#### Provided records:
· · ·
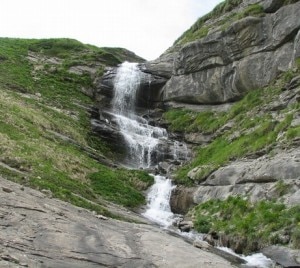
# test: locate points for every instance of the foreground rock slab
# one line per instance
(36, 231)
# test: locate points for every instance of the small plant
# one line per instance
(257, 223)
(281, 187)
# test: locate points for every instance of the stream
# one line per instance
(143, 142)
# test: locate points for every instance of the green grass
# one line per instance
(32, 126)
(121, 186)
(259, 224)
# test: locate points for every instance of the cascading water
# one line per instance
(141, 138)
(142, 141)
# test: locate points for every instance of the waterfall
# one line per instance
(141, 138)
(158, 199)
(143, 141)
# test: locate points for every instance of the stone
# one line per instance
(202, 244)
(251, 53)
(76, 238)
(196, 174)
(256, 178)
(7, 190)
(271, 6)
(185, 226)
(284, 256)
(181, 199)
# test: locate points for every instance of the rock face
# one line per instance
(224, 65)
(40, 232)
(263, 178)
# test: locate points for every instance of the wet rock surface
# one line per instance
(259, 178)
(37, 231)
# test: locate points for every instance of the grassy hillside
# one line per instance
(46, 90)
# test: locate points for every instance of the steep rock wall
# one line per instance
(226, 64)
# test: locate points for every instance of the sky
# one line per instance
(146, 27)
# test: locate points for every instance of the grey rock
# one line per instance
(271, 6)
(224, 65)
(40, 232)
(182, 199)
(257, 178)
(286, 257)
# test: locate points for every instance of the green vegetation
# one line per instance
(251, 131)
(288, 2)
(45, 139)
(201, 27)
(258, 224)
(123, 187)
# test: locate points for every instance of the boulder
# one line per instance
(224, 65)
(284, 256)
(262, 178)
(37, 231)
(181, 199)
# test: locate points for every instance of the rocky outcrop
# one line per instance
(263, 178)
(37, 231)
(226, 64)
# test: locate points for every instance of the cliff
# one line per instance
(232, 93)
(229, 88)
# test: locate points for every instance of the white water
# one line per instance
(257, 260)
(158, 199)
(141, 138)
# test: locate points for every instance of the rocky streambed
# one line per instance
(39, 231)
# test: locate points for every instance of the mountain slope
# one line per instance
(46, 140)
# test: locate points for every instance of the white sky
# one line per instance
(146, 27)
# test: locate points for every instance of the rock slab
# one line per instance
(37, 231)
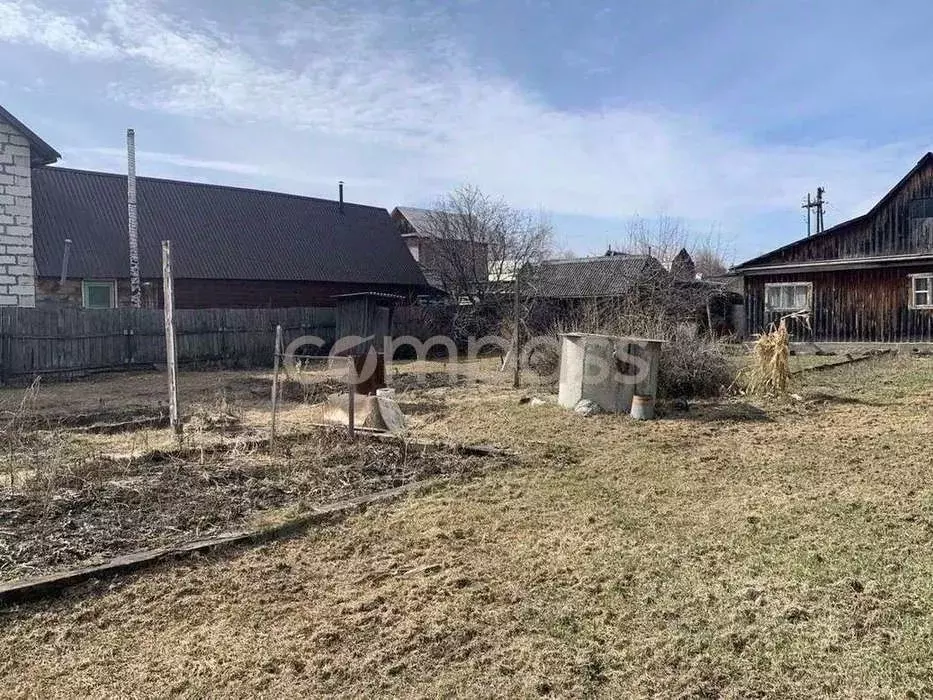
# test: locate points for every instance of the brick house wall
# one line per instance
(17, 261)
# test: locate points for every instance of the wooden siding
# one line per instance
(70, 342)
(871, 305)
(888, 231)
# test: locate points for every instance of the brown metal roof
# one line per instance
(217, 232)
(843, 226)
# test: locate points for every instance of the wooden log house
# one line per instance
(868, 279)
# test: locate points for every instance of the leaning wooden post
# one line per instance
(275, 380)
(351, 396)
(517, 344)
(171, 359)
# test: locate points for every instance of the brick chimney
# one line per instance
(17, 259)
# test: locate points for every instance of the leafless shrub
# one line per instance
(692, 364)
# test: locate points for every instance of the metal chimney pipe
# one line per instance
(135, 287)
(65, 255)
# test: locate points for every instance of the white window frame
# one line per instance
(928, 276)
(113, 292)
(773, 285)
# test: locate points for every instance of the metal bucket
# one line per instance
(642, 407)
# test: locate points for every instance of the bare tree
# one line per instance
(478, 242)
(666, 236)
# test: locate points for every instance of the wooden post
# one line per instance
(168, 288)
(275, 380)
(517, 340)
(351, 395)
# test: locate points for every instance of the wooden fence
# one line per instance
(71, 342)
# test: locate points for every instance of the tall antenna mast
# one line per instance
(135, 287)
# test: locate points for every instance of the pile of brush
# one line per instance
(770, 371)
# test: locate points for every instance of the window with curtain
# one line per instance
(788, 296)
(99, 294)
(921, 291)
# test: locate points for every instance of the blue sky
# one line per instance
(722, 112)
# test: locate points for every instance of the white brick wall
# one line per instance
(17, 263)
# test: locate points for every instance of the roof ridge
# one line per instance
(189, 183)
(621, 256)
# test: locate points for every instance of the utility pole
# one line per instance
(517, 340)
(808, 206)
(819, 210)
(171, 359)
(818, 205)
(135, 288)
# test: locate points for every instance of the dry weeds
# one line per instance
(779, 550)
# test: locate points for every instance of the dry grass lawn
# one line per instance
(738, 550)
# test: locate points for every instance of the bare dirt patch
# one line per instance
(85, 513)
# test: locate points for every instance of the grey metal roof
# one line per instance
(42, 153)
(217, 232)
(605, 276)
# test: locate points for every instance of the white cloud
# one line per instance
(412, 116)
(115, 158)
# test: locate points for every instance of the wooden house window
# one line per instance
(788, 296)
(921, 291)
(99, 294)
(921, 208)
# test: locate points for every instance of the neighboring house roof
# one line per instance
(217, 232)
(842, 227)
(418, 219)
(605, 276)
(41, 152)
(417, 224)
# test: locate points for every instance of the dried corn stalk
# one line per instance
(770, 372)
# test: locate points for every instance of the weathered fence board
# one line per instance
(76, 341)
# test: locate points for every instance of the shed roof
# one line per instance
(605, 276)
(41, 152)
(217, 232)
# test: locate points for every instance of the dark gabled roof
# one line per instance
(217, 232)
(605, 276)
(41, 152)
(843, 226)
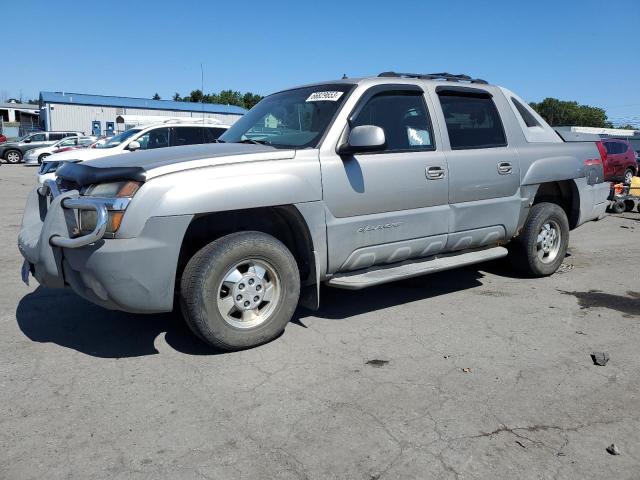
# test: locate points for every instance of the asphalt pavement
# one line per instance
(468, 374)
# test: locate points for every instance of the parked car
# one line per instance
(36, 155)
(620, 164)
(350, 183)
(159, 135)
(13, 152)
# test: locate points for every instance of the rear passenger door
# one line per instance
(390, 205)
(484, 172)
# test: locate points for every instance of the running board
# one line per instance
(384, 274)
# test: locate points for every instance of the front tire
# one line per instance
(240, 291)
(13, 156)
(542, 245)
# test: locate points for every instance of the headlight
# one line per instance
(109, 192)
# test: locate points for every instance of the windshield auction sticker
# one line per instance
(324, 96)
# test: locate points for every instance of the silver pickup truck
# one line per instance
(350, 183)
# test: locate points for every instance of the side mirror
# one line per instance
(133, 146)
(364, 138)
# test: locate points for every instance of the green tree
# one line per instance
(225, 97)
(569, 113)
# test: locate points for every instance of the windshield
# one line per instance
(291, 119)
(118, 139)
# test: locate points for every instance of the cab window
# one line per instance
(472, 121)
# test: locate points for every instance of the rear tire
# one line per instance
(13, 156)
(240, 291)
(542, 245)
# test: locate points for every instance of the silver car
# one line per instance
(37, 155)
(350, 183)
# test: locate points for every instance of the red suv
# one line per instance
(620, 163)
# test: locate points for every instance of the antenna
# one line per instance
(202, 90)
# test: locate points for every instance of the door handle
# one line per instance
(435, 173)
(505, 168)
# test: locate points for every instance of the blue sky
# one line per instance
(583, 50)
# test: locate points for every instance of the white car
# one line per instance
(36, 155)
(168, 134)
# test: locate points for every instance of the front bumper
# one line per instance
(131, 274)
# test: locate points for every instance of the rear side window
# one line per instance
(404, 118)
(472, 121)
(527, 117)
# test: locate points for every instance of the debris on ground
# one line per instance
(600, 358)
(613, 450)
(377, 363)
(564, 268)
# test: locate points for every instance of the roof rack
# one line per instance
(449, 77)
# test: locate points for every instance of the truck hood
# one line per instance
(172, 159)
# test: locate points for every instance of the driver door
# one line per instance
(390, 205)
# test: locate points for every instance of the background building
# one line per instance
(103, 115)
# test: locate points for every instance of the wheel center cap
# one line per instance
(248, 292)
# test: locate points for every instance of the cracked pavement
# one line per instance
(89, 393)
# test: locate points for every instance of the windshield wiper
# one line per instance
(255, 142)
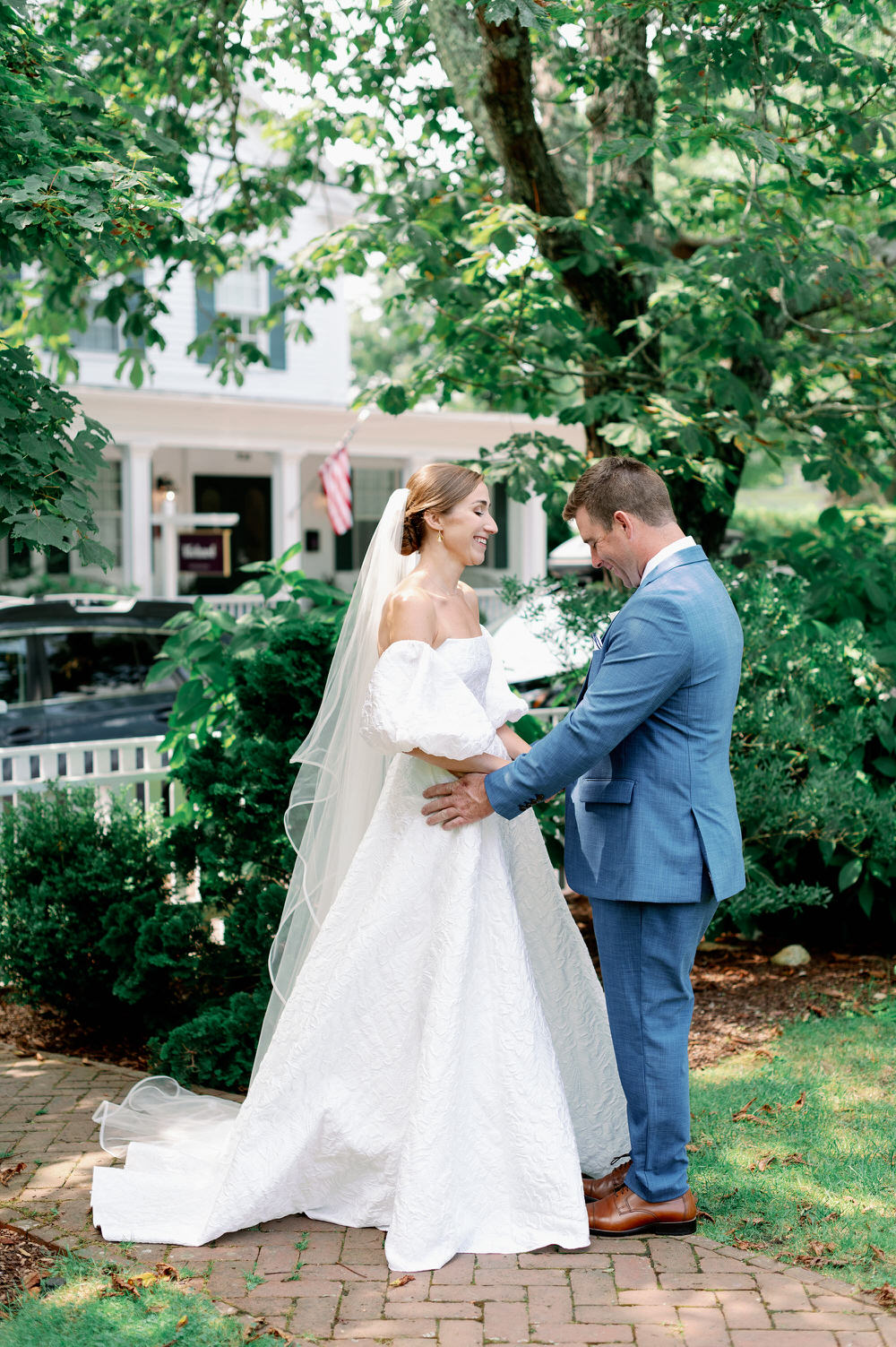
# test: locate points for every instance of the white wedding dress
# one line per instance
(442, 1067)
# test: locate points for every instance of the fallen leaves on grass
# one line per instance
(744, 1111)
(764, 1161)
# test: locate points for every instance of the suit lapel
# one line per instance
(686, 557)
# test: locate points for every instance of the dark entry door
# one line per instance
(249, 497)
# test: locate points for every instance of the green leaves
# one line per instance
(46, 462)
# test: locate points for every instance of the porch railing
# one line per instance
(108, 765)
(111, 765)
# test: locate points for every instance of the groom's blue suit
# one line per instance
(651, 830)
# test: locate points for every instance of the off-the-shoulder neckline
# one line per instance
(409, 640)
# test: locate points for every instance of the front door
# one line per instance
(249, 497)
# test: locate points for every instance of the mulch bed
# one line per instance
(31, 1030)
(740, 1001)
(24, 1261)
(741, 998)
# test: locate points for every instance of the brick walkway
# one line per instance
(690, 1292)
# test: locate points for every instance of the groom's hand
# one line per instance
(456, 803)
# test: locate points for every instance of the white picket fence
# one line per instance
(492, 607)
(108, 765)
(111, 765)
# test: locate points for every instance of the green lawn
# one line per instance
(807, 1172)
(95, 1309)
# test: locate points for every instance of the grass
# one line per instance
(95, 1308)
(794, 1148)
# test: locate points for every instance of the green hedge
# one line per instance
(813, 755)
(77, 888)
(85, 921)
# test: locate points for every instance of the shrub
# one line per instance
(813, 755)
(254, 690)
(75, 885)
(847, 557)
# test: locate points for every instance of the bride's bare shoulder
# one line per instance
(409, 615)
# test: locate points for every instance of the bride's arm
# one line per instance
(513, 744)
(481, 763)
(409, 616)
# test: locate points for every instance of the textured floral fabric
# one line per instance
(444, 1066)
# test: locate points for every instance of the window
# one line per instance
(243, 295)
(371, 489)
(100, 334)
(13, 669)
(107, 514)
(246, 295)
(82, 661)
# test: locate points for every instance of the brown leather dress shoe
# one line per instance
(623, 1213)
(599, 1188)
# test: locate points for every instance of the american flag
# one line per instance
(336, 479)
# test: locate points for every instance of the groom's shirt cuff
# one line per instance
(502, 797)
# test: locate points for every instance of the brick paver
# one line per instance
(687, 1292)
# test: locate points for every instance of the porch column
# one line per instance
(136, 508)
(286, 505)
(530, 549)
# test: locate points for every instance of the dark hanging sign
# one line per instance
(206, 552)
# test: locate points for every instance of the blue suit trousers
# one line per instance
(647, 953)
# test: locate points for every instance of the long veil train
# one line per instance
(331, 806)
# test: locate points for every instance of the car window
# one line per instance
(100, 661)
(13, 669)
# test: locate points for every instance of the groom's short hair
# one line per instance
(624, 484)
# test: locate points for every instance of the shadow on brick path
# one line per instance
(689, 1292)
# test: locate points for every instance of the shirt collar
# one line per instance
(678, 546)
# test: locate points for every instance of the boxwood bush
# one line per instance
(813, 755)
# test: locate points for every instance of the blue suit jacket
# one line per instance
(646, 750)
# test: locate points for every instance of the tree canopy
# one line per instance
(671, 224)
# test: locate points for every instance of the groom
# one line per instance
(651, 825)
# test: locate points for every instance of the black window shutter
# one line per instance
(205, 316)
(277, 334)
(139, 340)
(344, 560)
(497, 546)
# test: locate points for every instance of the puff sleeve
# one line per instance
(415, 701)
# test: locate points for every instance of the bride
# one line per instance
(435, 1058)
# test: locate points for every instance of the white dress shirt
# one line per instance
(678, 546)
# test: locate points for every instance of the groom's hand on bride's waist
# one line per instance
(454, 803)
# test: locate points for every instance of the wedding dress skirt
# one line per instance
(442, 1068)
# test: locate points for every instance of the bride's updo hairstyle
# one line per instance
(438, 487)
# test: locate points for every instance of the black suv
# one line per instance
(73, 669)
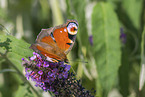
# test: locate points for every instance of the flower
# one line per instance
(91, 40)
(54, 77)
(122, 36)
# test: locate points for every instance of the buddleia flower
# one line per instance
(54, 77)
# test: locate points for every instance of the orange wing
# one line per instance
(54, 43)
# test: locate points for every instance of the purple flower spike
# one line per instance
(122, 36)
(67, 68)
(46, 64)
(91, 40)
(40, 72)
(54, 77)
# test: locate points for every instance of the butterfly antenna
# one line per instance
(5, 29)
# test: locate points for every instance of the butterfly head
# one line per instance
(72, 27)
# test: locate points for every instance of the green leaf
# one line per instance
(142, 71)
(106, 49)
(17, 49)
(133, 9)
(82, 34)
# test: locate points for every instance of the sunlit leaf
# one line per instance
(142, 71)
(133, 10)
(106, 49)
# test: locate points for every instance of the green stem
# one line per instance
(23, 77)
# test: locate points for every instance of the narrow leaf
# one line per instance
(142, 72)
(106, 49)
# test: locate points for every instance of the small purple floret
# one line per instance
(45, 73)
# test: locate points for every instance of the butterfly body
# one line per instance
(56, 42)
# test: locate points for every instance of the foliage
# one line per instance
(108, 54)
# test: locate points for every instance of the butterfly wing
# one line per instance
(65, 35)
(54, 43)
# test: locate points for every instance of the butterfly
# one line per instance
(55, 43)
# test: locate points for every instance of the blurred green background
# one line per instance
(108, 54)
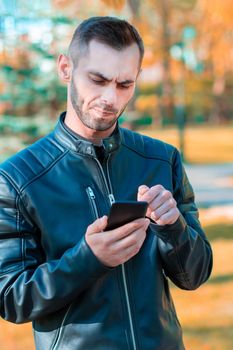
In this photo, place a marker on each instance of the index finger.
(151, 193)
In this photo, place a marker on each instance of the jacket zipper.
(91, 195)
(126, 290)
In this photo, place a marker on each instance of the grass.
(203, 144)
(206, 315)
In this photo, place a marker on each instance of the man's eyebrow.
(101, 76)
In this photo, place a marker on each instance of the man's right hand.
(117, 246)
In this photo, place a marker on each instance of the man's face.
(102, 84)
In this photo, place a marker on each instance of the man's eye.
(99, 82)
(124, 86)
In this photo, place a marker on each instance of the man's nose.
(109, 96)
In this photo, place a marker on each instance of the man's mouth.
(104, 112)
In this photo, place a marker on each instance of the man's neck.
(93, 136)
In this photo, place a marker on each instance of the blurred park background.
(184, 96)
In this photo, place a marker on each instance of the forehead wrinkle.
(102, 76)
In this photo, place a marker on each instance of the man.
(83, 287)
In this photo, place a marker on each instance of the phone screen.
(123, 212)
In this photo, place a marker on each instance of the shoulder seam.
(20, 190)
(145, 156)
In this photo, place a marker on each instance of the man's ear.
(64, 68)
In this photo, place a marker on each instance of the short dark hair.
(115, 32)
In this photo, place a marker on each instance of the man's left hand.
(162, 206)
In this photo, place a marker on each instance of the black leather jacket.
(49, 194)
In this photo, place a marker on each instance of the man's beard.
(86, 118)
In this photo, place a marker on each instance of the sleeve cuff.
(167, 232)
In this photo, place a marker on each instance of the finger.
(163, 203)
(135, 239)
(151, 193)
(142, 190)
(169, 217)
(98, 225)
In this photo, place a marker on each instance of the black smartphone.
(123, 212)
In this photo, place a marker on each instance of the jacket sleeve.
(30, 286)
(184, 248)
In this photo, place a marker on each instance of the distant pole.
(180, 117)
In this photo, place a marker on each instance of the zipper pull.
(111, 198)
(91, 193)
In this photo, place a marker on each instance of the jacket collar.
(81, 145)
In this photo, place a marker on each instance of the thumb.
(141, 191)
(98, 225)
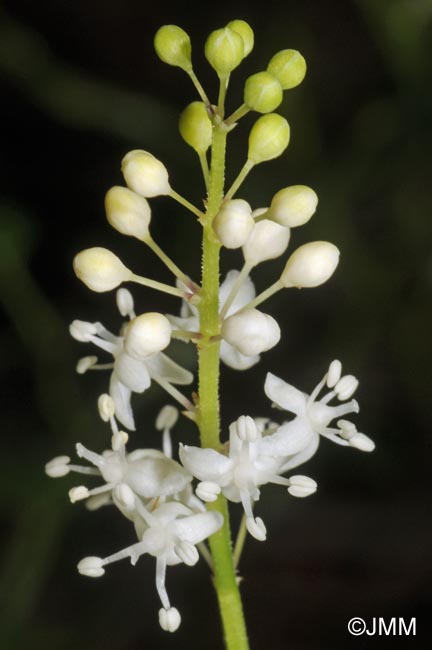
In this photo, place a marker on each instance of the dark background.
(82, 86)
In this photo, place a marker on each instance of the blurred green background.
(81, 86)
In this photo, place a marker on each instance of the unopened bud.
(310, 265)
(147, 334)
(224, 50)
(293, 206)
(251, 332)
(262, 92)
(234, 223)
(128, 212)
(242, 28)
(145, 174)
(195, 127)
(99, 269)
(268, 139)
(57, 467)
(267, 241)
(173, 46)
(169, 619)
(289, 67)
(91, 567)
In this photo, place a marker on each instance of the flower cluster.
(147, 486)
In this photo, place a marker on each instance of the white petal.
(235, 359)
(198, 527)
(291, 438)
(132, 373)
(121, 396)
(284, 395)
(206, 464)
(162, 366)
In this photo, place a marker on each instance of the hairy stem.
(225, 582)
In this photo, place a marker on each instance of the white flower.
(189, 320)
(170, 533)
(129, 374)
(298, 440)
(239, 475)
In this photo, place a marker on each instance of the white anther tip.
(207, 491)
(334, 373)
(169, 619)
(92, 567)
(256, 528)
(57, 467)
(167, 417)
(78, 493)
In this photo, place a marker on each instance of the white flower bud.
(125, 303)
(124, 496)
(82, 330)
(268, 139)
(334, 373)
(267, 241)
(57, 467)
(234, 223)
(207, 491)
(106, 407)
(91, 567)
(128, 212)
(147, 334)
(85, 363)
(346, 387)
(310, 265)
(251, 332)
(301, 486)
(256, 528)
(100, 270)
(167, 417)
(224, 50)
(145, 174)
(187, 552)
(293, 206)
(246, 429)
(169, 619)
(78, 493)
(362, 442)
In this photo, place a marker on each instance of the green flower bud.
(268, 139)
(263, 92)
(245, 31)
(173, 46)
(293, 206)
(195, 127)
(224, 50)
(289, 67)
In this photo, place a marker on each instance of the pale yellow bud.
(127, 212)
(245, 31)
(289, 67)
(173, 46)
(145, 174)
(224, 50)
(263, 92)
(293, 206)
(195, 127)
(147, 334)
(310, 265)
(268, 139)
(100, 269)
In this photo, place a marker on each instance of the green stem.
(225, 581)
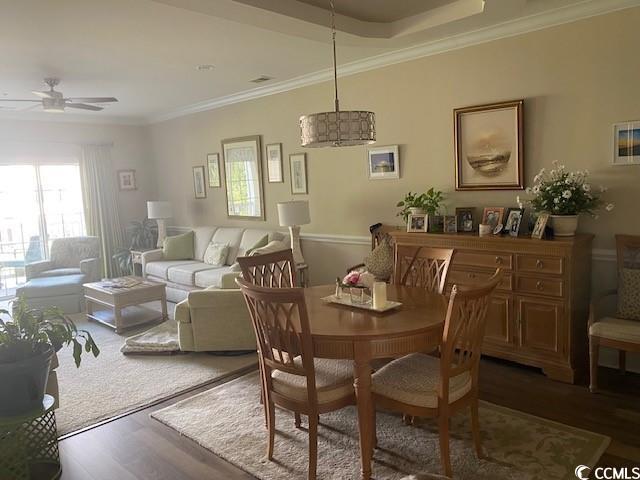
· · ·
#### Directions:
State how many lines of the listing hold the string "leaves"; reply with the number and nothing else.

#### Solution:
2